Records from a data source
§

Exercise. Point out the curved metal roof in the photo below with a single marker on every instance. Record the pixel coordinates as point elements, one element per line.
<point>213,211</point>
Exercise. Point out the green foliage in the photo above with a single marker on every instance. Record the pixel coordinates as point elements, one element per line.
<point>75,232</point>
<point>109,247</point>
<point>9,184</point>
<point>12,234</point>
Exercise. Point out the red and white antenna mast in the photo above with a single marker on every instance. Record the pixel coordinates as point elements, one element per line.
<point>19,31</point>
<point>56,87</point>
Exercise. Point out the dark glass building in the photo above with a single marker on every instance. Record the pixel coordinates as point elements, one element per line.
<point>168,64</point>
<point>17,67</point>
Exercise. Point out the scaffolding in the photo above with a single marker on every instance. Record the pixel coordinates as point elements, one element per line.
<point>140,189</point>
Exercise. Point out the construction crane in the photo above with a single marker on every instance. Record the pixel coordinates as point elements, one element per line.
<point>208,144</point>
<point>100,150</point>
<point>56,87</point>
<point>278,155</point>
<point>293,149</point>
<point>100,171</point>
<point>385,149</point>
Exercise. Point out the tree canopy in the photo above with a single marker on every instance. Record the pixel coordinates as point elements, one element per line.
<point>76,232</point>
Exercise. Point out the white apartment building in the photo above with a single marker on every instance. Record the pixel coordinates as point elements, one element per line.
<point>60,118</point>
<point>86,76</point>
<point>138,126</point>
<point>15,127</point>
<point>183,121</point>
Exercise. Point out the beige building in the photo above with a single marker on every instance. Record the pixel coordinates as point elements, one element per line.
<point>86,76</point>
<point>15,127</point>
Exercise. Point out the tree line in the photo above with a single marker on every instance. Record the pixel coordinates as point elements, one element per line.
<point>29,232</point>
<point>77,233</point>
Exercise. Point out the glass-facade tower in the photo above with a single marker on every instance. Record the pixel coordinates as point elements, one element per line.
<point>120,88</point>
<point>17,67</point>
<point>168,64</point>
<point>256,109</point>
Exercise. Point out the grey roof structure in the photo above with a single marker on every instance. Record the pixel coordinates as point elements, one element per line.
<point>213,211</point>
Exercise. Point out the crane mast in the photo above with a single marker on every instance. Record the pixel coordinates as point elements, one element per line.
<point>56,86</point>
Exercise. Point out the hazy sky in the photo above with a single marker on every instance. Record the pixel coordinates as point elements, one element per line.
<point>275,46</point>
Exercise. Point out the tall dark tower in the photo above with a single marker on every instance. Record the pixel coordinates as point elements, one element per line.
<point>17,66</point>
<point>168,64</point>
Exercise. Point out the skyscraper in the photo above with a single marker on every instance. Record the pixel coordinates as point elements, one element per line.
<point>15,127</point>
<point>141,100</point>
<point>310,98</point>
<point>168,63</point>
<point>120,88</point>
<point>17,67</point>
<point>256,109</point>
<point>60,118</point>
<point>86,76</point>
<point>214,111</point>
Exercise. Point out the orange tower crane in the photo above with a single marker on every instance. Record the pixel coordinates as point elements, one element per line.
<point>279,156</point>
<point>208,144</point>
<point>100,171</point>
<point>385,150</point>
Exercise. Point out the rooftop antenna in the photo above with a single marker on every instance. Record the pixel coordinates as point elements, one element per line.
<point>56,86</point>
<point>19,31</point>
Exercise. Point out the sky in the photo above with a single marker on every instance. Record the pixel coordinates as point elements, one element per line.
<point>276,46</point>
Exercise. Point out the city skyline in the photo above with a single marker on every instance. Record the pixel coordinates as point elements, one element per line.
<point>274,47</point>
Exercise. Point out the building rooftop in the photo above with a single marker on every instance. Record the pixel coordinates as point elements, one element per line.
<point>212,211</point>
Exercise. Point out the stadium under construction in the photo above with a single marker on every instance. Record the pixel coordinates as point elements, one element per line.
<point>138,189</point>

§

Goal of the exercise
With nothing left out, return each entry exactly.

Task result
Exercise. Point out the curved metal roof in the photo below with a single marker on every instance. Record the pixel coordinates as point elements, one element per line.
<point>213,211</point>
Exercise. Point out the green foliage in the photo above with a single marker on every instance. Record the pixel coordinates as point elements, one element per line.
<point>75,232</point>
<point>109,247</point>
<point>9,184</point>
<point>12,234</point>
Exercise. Point out the red and white antenna mast in the photo above with a single marker on every instance. Record the pixel coordinates as point elements, one element per line.
<point>19,31</point>
<point>56,87</point>
Exercise. Point out the dark glass building in the photo above with a single marker on every instance. Record the pixel coordinates as point elements, one element per line.
<point>168,64</point>
<point>17,67</point>
Exercise. Point out the scaffolding in the photo above with a single marker on every instance. Record the pixel coordinates as point elements, one element per line.
<point>140,189</point>
Exercise. Point out the construction crane in the photo above with a single marker on every instance. Record the pixel coordinates as point elements, one element per line.
<point>208,144</point>
<point>100,150</point>
<point>56,87</point>
<point>278,155</point>
<point>293,149</point>
<point>100,171</point>
<point>385,149</point>
Exercise. Point out the tree canopy in the photo above with a single marker on every instance. Record the pixel coordinates as point elements, one element per line.
<point>76,232</point>
Exercise. Point out the white apartment building in the photo above with a single marker on every instance. Record the pixel coordinates as point elements, one element per line.
<point>60,118</point>
<point>86,76</point>
<point>138,126</point>
<point>15,127</point>
<point>183,121</point>
Exercise. Point out the beige building in the photo above with a single marker on every instance. Record the pixel coordinates as point elements, one element per line.
<point>86,76</point>
<point>15,127</point>
Exercise. Point out the tree line in the photo above with a single marker on every instance. Record the pixel coordinates as point elements, one element per line.
<point>29,232</point>
<point>77,233</point>
Exercise. Point out the glass-facade tower in the photo above with a single marker on every instance. Record the pixel coordinates as point elements, one element per line.
<point>120,88</point>
<point>17,67</point>
<point>168,64</point>
<point>256,109</point>
Exercise. Point out the grey roof structure in the photo above with a single marker on every instance. Record the pixel coordinates as point elements, one element per line.
<point>213,211</point>
Exercise. Point out the crane mast in the photo above with a single marker on every instance. Record the pixel coordinates as point elements, one element per line.
<point>56,86</point>
Exercise. Point out the hazy sky in the photo above with a single marker on every instance. Record the pixel coordinates as point elements, one element per line.
<point>275,46</point>
Exercise. Point out the tall dark tower in the photo above with a single marker on every instance. Record the pixel coordinates as point elements, one element per line.
<point>17,66</point>
<point>168,64</point>
Exercise. Point out the skyscraper in the photo above with a single marker on every instance. Record the pixel coordinates as point elements, one element per line.
<point>15,127</point>
<point>141,100</point>
<point>310,98</point>
<point>168,63</point>
<point>120,88</point>
<point>17,67</point>
<point>256,109</point>
<point>60,118</point>
<point>86,76</point>
<point>214,111</point>
Exercise. Point out the orange tower crane in the photo above with a single marker on every instance. Record the pixel coordinates as point elements, one element per line.
<point>279,156</point>
<point>208,144</point>
<point>100,171</point>
<point>385,150</point>
Exercise. Point out the rooftop antenna in the photo above with a single marker on every instance. Record the pixel coordinates as point elements, one element per line.
<point>56,86</point>
<point>19,31</point>
Exercise. Point out the sky in the photo above with a single marker on every instance. Record the pixel coordinates as point elements, one element per line.
<point>276,46</point>
Exercise. Point out the city skyline in the photo above with a single marker on every instance. Record the pixel coordinates as point elements, one element per line.
<point>274,47</point>
Exercise. Point out the building rooftop in the photo above with a single marker on every instance. Record the pixel coordinates as point elements, one element per line.
<point>212,211</point>
Exercise. Point out the stadium under construction in the photo above with a single marker on every instance. Record the pixel coordinates as point elements, one element per line.
<point>138,189</point>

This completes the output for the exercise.